- _Parts of the exercise_:
1. Answer these questions from the market report, each on its own line:
(a) At what time was the decision to keep interest rates unchanged announced?
(b) By what percentage did Doordash plunge?
(c) Which two S&P companies plunged -15%?
2. Please translate this sentence from the market report into Spanish: "Doordash plunged 12% with a loss of 6Cts/share vs. 4Cts/share expected."
3. Rewrite the part of the market report that opens with the words containing "Wall Street is" and closes with "Starbucks plunged -15%.", swapping "press conference" for "news conference".

- _Text_:
+++
Wall Street is ending exactly where it left off before the FED's press release.
At 8.01pm, when the "unanimous" decision to keep interest rates unchanged was announced, US indices and T-Bonds seemed to freeze, and remained so for 25 minutes.
Then we witnessed a "saloon door" sequence, with US indices gaining +1.5% (on their lows) after the start of Jerome Powell's press conference... but at 9.25pm, all hell broke loose and the S&P500 plummeted from 5,090 to 5,020, ending -0.3%, and at the day's low.

Same scenario for the Nasdaq, which in 1/2 hour went from 15,900 to 15.605 (i.e. -0.33%), in the wake of AMD -8.6% (after quarterly results just in line with expectations), Idexx Labs -5%, Nvidia -3.9%, Microchip and Broadcom (-3.5%).
Doordash plunged 12% with a loss of 6Cts/share vs. 4Cts/share expected.

Among the S&P, Norwegian Cruise and Starbucks plunged -15%.
+++
- _Stored data_:
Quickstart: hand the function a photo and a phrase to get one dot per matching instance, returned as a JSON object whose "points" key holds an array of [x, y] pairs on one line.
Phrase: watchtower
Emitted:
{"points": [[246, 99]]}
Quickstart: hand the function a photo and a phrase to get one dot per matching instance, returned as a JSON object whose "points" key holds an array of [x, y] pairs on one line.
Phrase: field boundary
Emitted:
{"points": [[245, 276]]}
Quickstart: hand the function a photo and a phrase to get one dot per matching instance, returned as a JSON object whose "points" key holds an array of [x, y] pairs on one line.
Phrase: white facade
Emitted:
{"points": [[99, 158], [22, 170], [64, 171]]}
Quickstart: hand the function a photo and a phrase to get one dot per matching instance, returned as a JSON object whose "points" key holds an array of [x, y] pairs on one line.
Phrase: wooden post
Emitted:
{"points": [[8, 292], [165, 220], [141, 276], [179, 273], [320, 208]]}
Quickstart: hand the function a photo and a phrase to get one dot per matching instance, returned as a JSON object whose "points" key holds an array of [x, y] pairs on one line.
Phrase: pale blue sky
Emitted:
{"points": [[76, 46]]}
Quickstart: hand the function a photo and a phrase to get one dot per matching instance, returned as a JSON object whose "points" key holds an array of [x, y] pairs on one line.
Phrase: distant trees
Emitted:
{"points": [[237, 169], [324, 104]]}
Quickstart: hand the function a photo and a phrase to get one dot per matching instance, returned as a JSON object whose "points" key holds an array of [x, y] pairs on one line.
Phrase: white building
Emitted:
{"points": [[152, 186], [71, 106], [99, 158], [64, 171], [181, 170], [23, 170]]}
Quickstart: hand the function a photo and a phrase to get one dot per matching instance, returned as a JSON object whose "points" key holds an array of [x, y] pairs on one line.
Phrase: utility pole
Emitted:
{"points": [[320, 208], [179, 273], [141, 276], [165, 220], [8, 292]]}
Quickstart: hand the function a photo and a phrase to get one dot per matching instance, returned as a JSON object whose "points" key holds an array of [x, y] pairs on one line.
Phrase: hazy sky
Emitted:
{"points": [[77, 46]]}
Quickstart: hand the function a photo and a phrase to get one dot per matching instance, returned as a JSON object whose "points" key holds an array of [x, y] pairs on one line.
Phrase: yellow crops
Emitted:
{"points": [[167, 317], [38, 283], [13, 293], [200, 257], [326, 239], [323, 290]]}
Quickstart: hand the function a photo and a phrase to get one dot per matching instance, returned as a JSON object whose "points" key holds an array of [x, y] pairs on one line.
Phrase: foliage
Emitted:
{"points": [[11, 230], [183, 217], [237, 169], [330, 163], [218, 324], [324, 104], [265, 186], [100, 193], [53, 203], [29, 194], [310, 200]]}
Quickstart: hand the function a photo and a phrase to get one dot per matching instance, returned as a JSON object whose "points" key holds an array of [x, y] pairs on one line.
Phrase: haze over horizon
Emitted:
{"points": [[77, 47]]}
+++
- _Answers in order_:
1.
(a) 8.01pm
(b) 12%
(c) Norwegian Cruise and Starbucks

2. Doordash se desplomó un 12 % con una pérdida de 6 centavos por acción frente a los 4 centavos por acción esperados.

3.
Wall Street is ending exactly where it left off before the FED's press release.
At 8.01pm, when the "unanimous" decision to keep interest rates unchanged was announced, US indices and T-Bonds seemed to freeze, and remained so for 25 minutes.
Then we witnessed a "saloon door" sequence, with US indices gaining +1.5% (on their lows) after the start of Jerome Powell's news conference... but at 9.25pm, all hell broke loose and the S&P500 plummeted from 5,090 to 5,020, ending -0.3%, and at the day's low.

Same scenario for the Nasdaq, which in 1/2 hour went from 15,900 to 15.605 (i.e. -0.33%), in the wake of AMD -8.6% (after quarterly results just in line with expectations), Idexx Labs -5%, Nvidia -3.9%, Microchip and Broadcom (-3.5%).
Doordash plunged 12% with a loss of 6Cts/share vs. 4Cts/share expected.

Among the S&P, Norwegian Cruise and Starbucks plunged -15%.